[Task input]:
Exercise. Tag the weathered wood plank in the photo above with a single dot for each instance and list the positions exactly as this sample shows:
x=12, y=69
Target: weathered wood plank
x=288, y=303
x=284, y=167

[Given problem]: Can you give back every item above word for word, changing nothing?

[Complete answer]:
Exercise. Tag the weathered wood plank in the photo above with a single dot for each instance and list the positions exactly as this sample shows:
x=12, y=69
Target: weathered wood plank
x=288, y=303
x=284, y=167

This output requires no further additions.